Assignment: Summarize the passage below about Newfoundland and Labrador's oil slump in two sentences.

Source text:
┌──
Bob Hallett, founding member of Great Big Sea, is now a businessman who invested big-time in a St. John’s restaurant and bar three years ago when Newfoundland and Labrador was leading national economic growth.

Today, it’s among other resource-reliant provinces such as Alberta and Saskatchewan that have borne the fiscal brunt since oil prices tanked.

“Business is probably off across the board between 25 and 40 per cent,” Hallett said of downtown St. John’s. “Watching oil sink below $30 a barrel is certainly making it harder to be optimistic.”

Newfoundland and Labrador depends on offshore oil earnings for about one-third of government revenues. Provincial finances have been kneecapped in the 18 months since the price of Brent crude fell from US$115 a barrel. It was trading Thursday at just under US$31.
└──
(Stored records)
┌──
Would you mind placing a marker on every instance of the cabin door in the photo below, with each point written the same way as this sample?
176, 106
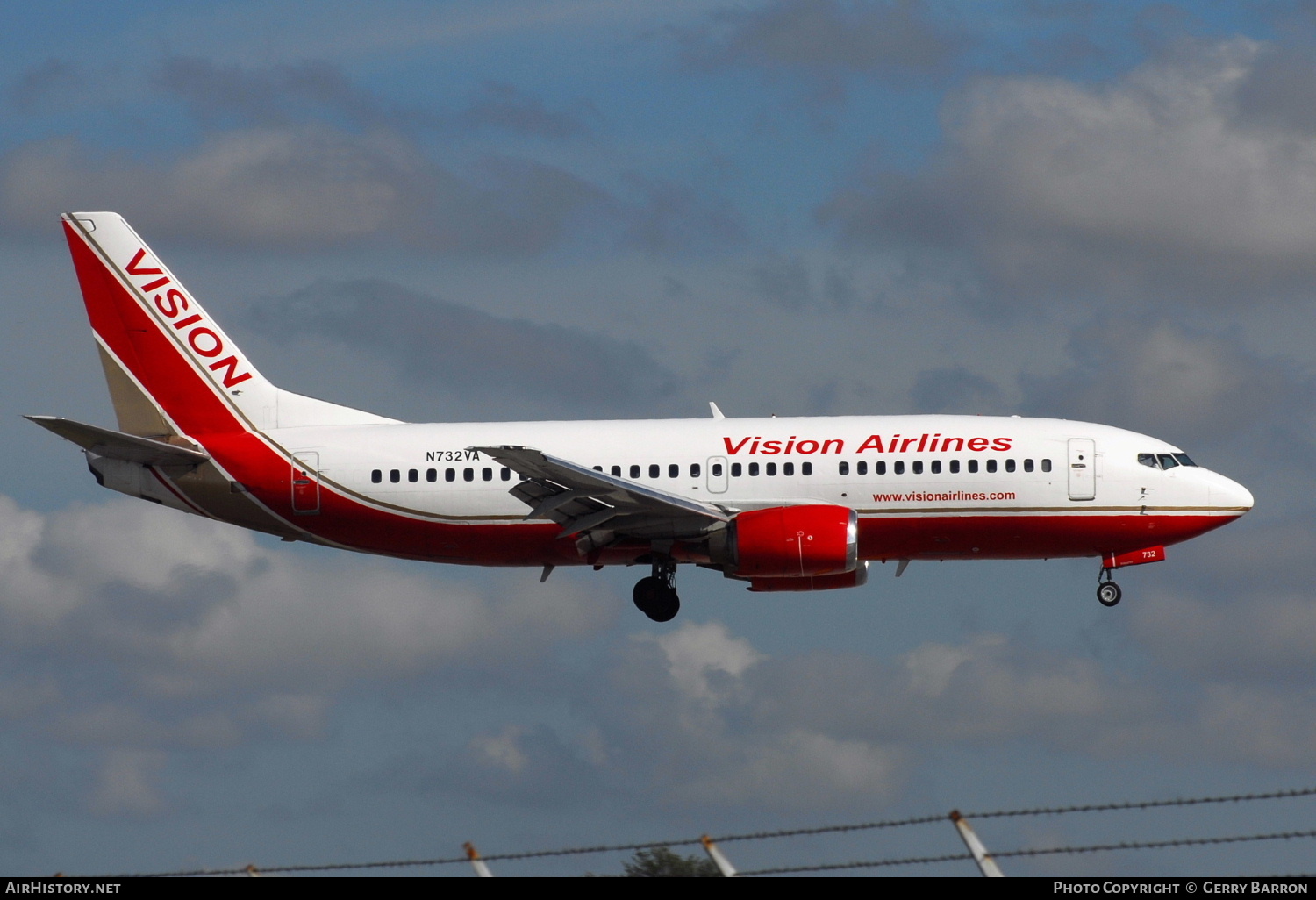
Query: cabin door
305, 483
1082, 466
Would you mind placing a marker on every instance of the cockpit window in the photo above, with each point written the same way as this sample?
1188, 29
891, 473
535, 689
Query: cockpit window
1165, 460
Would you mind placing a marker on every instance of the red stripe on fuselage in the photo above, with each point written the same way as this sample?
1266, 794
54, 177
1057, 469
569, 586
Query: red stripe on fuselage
153, 358
1026, 536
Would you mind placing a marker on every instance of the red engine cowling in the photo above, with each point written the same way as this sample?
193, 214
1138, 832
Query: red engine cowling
821, 583
795, 542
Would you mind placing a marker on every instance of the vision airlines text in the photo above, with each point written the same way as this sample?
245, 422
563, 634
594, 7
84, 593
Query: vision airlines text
895, 444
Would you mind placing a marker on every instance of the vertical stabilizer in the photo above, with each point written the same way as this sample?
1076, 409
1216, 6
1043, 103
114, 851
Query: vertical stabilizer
170, 368
166, 361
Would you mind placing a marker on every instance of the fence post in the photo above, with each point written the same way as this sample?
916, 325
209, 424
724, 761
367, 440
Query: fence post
984, 862
723, 863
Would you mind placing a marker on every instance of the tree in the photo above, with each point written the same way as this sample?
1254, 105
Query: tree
662, 862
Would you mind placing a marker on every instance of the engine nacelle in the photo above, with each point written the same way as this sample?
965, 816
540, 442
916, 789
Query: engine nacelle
820, 583
794, 542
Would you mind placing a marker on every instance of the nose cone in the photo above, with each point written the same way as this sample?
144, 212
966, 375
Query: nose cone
1227, 495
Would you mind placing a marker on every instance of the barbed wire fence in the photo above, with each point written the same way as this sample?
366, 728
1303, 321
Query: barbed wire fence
471, 855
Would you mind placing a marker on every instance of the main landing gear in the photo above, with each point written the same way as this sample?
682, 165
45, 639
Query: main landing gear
1107, 591
655, 596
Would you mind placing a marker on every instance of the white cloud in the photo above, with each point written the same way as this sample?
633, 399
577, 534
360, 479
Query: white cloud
141, 631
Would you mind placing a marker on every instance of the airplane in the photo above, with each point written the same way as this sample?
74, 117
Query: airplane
782, 504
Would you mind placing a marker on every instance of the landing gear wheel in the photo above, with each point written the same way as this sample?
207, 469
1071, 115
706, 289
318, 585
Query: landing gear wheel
1108, 594
655, 599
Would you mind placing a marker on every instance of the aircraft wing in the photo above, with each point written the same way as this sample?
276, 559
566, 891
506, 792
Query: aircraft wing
116, 445
602, 507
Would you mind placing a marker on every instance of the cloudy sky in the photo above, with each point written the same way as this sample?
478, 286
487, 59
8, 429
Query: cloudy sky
599, 208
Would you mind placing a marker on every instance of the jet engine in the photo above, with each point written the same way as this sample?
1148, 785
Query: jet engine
791, 542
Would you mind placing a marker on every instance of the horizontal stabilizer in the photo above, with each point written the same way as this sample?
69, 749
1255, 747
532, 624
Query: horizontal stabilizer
116, 445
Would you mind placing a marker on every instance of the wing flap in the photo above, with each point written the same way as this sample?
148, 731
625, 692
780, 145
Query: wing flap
116, 445
583, 500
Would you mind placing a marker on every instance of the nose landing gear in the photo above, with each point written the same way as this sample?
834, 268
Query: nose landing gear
1108, 594
655, 596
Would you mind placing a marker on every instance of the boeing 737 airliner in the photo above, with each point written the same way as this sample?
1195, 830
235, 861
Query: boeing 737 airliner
783, 504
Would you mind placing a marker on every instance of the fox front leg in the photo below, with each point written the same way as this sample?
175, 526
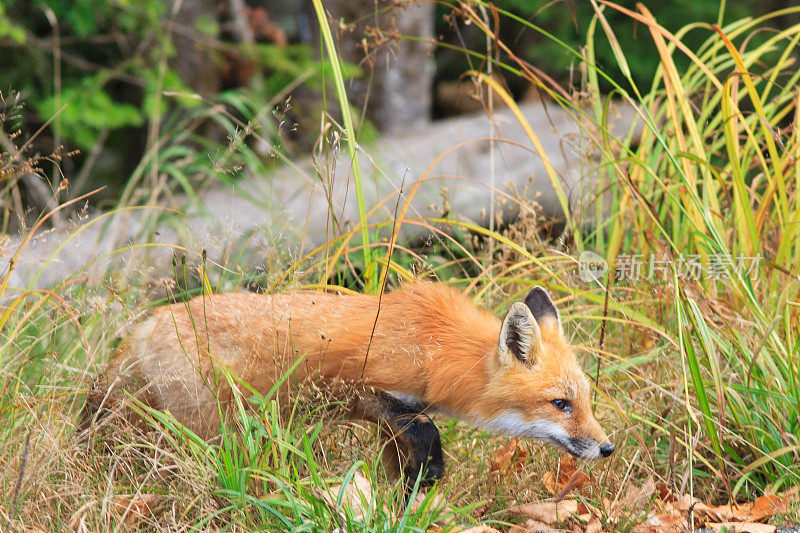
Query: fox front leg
412, 441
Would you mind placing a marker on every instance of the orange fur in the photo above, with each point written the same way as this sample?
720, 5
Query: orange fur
430, 342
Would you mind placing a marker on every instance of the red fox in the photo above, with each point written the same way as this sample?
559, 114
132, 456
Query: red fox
426, 347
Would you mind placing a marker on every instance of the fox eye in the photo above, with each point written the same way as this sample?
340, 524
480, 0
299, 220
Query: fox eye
562, 405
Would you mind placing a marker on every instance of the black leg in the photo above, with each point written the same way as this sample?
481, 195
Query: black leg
413, 441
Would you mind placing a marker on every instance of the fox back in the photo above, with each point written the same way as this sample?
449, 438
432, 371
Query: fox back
424, 344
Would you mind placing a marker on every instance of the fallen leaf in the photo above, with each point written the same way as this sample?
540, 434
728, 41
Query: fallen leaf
743, 527
507, 459
569, 478
482, 528
548, 512
594, 525
532, 526
662, 523
758, 511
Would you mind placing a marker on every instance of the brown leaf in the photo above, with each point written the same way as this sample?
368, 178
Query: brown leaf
662, 523
569, 478
793, 495
532, 526
743, 527
594, 525
757, 511
437, 502
548, 512
507, 459
482, 528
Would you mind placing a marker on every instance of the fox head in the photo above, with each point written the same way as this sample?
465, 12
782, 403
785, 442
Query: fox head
537, 390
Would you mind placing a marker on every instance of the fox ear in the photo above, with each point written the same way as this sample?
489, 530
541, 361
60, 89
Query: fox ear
519, 337
543, 309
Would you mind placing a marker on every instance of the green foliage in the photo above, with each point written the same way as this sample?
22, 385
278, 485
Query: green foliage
86, 109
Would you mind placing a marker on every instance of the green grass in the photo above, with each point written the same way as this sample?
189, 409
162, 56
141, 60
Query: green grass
697, 380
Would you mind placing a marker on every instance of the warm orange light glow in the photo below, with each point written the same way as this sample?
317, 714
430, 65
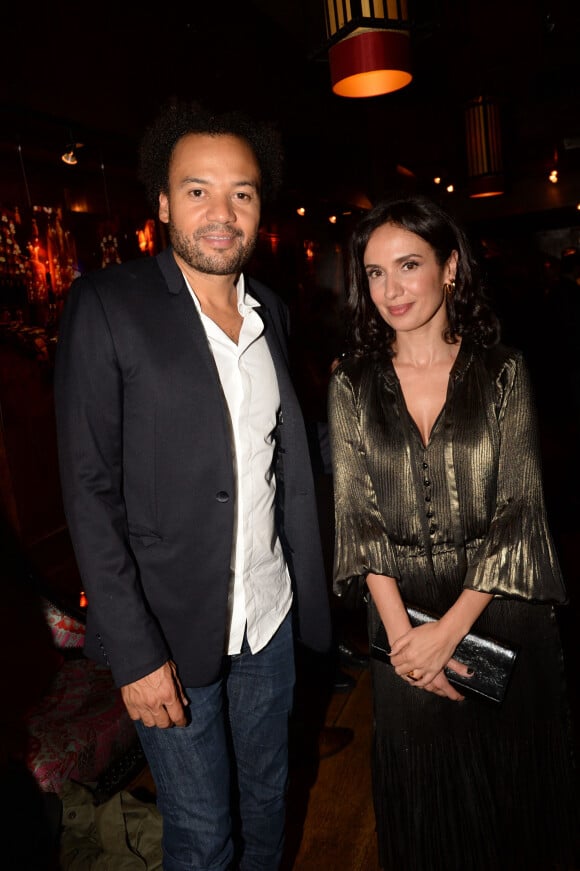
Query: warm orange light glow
368, 63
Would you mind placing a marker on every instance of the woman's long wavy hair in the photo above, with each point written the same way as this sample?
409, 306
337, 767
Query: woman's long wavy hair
468, 310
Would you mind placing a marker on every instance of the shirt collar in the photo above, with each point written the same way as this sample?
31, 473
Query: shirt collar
246, 302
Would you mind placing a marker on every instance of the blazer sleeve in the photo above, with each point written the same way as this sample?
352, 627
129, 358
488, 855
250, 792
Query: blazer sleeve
518, 557
88, 390
362, 544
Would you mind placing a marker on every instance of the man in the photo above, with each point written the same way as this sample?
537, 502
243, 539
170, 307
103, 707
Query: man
189, 496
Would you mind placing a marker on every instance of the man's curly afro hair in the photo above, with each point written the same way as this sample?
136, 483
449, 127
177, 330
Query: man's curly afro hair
182, 117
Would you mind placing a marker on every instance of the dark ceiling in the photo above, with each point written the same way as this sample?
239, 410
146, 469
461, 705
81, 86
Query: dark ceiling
97, 73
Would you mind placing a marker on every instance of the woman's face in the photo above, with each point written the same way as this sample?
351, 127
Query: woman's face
405, 279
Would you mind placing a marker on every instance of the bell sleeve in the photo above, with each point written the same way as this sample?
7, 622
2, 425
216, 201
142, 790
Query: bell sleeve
361, 542
517, 557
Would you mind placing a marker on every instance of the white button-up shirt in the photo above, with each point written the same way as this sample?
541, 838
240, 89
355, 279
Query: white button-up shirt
260, 593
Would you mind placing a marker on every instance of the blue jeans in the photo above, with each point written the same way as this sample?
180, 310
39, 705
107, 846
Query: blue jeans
221, 781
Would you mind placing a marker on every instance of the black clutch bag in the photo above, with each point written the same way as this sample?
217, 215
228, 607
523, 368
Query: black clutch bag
492, 660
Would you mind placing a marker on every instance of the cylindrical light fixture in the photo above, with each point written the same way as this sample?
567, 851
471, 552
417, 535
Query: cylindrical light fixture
369, 46
484, 151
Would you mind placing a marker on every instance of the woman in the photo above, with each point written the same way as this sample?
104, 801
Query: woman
439, 503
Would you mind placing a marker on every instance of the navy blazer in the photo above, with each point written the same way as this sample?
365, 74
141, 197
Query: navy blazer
147, 474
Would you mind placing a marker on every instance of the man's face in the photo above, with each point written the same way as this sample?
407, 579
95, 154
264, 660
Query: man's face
213, 207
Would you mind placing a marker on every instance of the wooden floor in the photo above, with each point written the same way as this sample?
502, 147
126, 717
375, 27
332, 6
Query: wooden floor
330, 817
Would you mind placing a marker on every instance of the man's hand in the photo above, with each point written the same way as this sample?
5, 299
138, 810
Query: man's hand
157, 699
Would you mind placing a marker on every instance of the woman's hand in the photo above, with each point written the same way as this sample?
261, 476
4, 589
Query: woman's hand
420, 655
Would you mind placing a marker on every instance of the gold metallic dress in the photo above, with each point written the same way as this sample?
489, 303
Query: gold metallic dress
466, 786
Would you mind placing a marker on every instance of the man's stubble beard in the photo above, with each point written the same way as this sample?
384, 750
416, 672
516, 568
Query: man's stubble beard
221, 263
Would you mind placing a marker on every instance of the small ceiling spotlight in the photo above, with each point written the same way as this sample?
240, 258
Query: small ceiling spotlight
70, 155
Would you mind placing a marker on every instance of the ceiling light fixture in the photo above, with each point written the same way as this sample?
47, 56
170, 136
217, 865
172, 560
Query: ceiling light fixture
484, 155
70, 155
368, 46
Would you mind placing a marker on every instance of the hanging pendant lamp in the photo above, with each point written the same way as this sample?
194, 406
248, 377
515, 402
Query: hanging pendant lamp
368, 46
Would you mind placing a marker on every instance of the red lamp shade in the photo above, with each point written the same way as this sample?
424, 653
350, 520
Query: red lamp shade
370, 62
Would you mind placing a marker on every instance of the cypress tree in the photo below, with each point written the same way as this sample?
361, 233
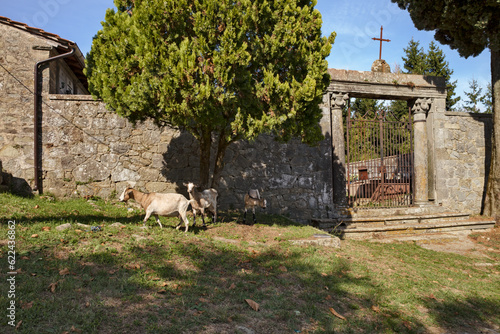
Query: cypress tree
221, 69
436, 65
474, 95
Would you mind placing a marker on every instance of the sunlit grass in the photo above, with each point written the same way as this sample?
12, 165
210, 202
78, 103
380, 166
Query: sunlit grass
127, 279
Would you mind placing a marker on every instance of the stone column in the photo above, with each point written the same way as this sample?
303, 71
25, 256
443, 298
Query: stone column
337, 103
419, 109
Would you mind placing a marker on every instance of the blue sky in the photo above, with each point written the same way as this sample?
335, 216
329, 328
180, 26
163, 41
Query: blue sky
355, 21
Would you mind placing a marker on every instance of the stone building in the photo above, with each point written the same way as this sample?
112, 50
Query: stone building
84, 149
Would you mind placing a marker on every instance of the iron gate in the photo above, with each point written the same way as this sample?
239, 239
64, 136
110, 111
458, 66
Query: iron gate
379, 160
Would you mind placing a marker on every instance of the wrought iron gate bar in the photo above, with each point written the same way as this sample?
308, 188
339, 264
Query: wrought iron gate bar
379, 160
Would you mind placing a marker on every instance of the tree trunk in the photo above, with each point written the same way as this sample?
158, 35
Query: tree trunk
205, 147
492, 198
219, 159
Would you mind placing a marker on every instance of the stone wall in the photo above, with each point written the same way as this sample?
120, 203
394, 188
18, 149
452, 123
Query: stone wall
88, 150
463, 148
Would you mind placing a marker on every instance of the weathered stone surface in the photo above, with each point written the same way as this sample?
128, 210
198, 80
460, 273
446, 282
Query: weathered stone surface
91, 171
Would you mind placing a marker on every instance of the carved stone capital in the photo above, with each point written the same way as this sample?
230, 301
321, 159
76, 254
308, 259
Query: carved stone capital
421, 106
338, 100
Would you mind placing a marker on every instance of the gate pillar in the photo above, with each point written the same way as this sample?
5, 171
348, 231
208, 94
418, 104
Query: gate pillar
337, 102
419, 109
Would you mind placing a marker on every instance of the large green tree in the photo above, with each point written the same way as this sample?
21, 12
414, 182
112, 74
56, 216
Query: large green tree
470, 27
222, 70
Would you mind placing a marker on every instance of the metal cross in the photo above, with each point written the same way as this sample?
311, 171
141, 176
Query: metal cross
381, 40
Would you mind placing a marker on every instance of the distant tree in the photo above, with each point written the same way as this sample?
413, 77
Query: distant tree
474, 97
414, 62
417, 61
362, 107
487, 99
470, 27
436, 65
222, 70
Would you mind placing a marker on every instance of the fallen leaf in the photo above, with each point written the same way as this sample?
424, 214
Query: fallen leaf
26, 306
252, 304
64, 271
335, 313
76, 330
52, 287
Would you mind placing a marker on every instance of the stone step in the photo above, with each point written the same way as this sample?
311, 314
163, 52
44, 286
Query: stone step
357, 232
381, 220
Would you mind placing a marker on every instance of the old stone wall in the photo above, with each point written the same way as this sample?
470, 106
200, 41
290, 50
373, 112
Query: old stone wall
88, 150
17, 60
463, 148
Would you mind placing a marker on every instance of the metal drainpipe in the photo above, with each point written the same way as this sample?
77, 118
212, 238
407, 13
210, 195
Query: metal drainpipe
38, 96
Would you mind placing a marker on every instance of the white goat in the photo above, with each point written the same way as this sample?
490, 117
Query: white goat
252, 199
156, 204
207, 199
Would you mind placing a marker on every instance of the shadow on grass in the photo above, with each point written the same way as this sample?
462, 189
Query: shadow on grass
190, 285
171, 282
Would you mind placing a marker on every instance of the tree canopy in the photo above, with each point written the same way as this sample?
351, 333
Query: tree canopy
417, 61
469, 27
222, 70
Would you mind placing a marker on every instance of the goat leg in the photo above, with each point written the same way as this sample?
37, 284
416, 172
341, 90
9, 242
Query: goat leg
158, 221
194, 218
148, 214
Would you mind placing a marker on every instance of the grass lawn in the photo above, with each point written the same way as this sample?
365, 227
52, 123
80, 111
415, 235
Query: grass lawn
212, 280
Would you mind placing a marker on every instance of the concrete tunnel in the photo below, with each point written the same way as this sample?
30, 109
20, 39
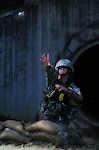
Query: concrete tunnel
86, 77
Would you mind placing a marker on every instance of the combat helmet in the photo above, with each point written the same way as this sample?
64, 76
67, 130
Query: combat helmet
65, 63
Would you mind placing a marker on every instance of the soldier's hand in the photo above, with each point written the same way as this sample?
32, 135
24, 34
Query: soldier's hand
46, 59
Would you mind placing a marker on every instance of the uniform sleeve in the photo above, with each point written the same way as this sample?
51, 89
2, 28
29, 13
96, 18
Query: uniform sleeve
75, 94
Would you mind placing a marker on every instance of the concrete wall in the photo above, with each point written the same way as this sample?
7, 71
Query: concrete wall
61, 28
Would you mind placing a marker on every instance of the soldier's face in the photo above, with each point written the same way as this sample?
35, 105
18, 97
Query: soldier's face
62, 70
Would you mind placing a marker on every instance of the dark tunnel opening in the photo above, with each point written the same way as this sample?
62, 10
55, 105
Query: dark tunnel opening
86, 77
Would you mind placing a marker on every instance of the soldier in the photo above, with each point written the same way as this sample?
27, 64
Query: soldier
62, 96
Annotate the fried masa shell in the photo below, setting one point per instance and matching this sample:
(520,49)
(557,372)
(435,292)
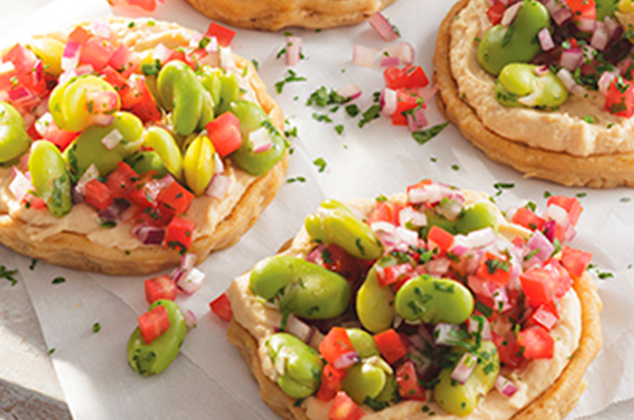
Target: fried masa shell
(77,251)
(598,171)
(553,404)
(271,15)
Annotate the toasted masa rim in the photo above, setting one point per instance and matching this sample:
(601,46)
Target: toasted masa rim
(77,251)
(599,171)
(272,15)
(553,404)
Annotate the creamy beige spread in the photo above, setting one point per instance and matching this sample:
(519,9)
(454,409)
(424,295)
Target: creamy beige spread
(563,130)
(261,320)
(205,212)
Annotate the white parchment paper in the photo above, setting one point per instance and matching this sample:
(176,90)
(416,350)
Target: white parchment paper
(209,379)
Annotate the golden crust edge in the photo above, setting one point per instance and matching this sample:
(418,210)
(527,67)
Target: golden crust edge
(273,16)
(78,252)
(604,171)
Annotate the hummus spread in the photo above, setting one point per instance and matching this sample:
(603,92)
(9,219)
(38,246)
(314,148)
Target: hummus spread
(563,130)
(261,321)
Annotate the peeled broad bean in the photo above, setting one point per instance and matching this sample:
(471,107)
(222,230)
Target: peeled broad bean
(367,379)
(14,141)
(334,223)
(164,144)
(300,287)
(516,43)
(181,93)
(88,148)
(252,117)
(50,177)
(69,106)
(433,300)
(153,358)
(459,399)
(198,165)
(375,304)
(298,366)
(518,85)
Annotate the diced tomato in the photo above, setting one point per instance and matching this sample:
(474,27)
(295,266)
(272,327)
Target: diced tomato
(408,386)
(175,198)
(527,218)
(154,324)
(179,234)
(224,133)
(620,98)
(223,34)
(121,180)
(582,9)
(496,12)
(575,261)
(508,350)
(536,343)
(161,287)
(385,211)
(545,316)
(394,273)
(344,408)
(98,195)
(494,269)
(221,306)
(335,344)
(331,380)
(390,345)
(570,204)
(440,237)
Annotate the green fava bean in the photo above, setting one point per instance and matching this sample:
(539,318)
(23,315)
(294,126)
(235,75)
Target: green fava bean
(198,165)
(363,343)
(88,148)
(14,141)
(68,103)
(300,287)
(460,399)
(433,300)
(153,358)
(298,366)
(181,93)
(334,223)
(143,162)
(162,142)
(477,216)
(367,379)
(252,117)
(375,304)
(516,43)
(518,85)
(50,51)
(50,177)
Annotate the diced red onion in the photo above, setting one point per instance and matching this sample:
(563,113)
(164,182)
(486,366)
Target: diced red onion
(363,56)
(416,120)
(218,186)
(293,50)
(149,235)
(350,91)
(388,102)
(545,39)
(192,282)
(505,386)
(383,27)
(346,360)
(600,37)
(464,368)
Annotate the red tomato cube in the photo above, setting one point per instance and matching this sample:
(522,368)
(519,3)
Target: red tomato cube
(161,287)
(154,324)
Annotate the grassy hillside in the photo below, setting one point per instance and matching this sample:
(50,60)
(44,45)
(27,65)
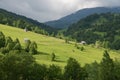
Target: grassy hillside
(63,51)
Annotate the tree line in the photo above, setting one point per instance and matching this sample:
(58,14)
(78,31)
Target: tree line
(103,27)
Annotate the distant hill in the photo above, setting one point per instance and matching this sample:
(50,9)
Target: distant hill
(103,27)
(12,19)
(72,18)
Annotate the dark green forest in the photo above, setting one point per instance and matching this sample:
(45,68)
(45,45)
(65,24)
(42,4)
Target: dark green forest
(104,28)
(12,19)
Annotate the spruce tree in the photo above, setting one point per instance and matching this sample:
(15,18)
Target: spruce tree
(107,67)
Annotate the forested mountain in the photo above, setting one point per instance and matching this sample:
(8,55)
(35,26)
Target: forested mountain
(72,18)
(12,19)
(103,27)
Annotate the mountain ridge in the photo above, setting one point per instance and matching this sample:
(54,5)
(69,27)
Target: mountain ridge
(64,22)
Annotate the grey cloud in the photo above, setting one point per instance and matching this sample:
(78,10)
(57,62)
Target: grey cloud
(45,10)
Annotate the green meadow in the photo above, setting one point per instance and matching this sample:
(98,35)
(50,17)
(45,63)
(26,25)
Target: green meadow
(48,45)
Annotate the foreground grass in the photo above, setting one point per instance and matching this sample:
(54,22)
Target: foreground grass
(48,45)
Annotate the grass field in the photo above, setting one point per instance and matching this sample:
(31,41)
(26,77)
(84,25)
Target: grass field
(62,50)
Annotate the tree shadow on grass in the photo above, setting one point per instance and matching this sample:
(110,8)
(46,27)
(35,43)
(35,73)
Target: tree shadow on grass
(43,53)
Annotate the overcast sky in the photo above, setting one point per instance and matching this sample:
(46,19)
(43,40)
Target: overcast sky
(46,10)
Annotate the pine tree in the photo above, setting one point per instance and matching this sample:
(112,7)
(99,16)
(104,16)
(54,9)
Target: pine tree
(2,40)
(107,67)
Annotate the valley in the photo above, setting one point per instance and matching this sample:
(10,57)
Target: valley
(48,45)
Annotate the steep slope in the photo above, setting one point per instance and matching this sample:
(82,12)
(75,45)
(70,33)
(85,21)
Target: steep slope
(102,27)
(72,18)
(12,19)
(48,45)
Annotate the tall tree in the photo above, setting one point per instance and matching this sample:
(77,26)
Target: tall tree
(107,67)
(73,71)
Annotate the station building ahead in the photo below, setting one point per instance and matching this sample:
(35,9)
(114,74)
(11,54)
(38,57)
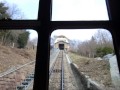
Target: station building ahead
(62,43)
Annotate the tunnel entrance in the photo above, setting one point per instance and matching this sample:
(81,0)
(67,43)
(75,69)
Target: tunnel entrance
(61,46)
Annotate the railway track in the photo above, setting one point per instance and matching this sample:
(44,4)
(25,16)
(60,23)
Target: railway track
(61,76)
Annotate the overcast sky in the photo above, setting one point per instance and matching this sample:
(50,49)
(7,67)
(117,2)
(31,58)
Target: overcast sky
(66,10)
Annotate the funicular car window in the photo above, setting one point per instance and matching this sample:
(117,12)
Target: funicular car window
(19,10)
(79,10)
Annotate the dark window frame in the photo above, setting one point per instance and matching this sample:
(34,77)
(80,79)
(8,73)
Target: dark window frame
(44,26)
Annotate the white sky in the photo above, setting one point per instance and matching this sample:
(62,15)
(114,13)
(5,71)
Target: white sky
(66,10)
└──
Completed task: Bob Hallett, a founding member of Great Big Sea who invested heavily in a St. John's restaurant and bar three years ago, says downtown business is probably off 25 to 40 percent as oil sinks below $30 a barrel. Newfoundland and Labrador depends on offshore oil for about one-third of government revenues, and its finances have been kneecapped in the 18 months since Brent crude fell from US$115 a barrel.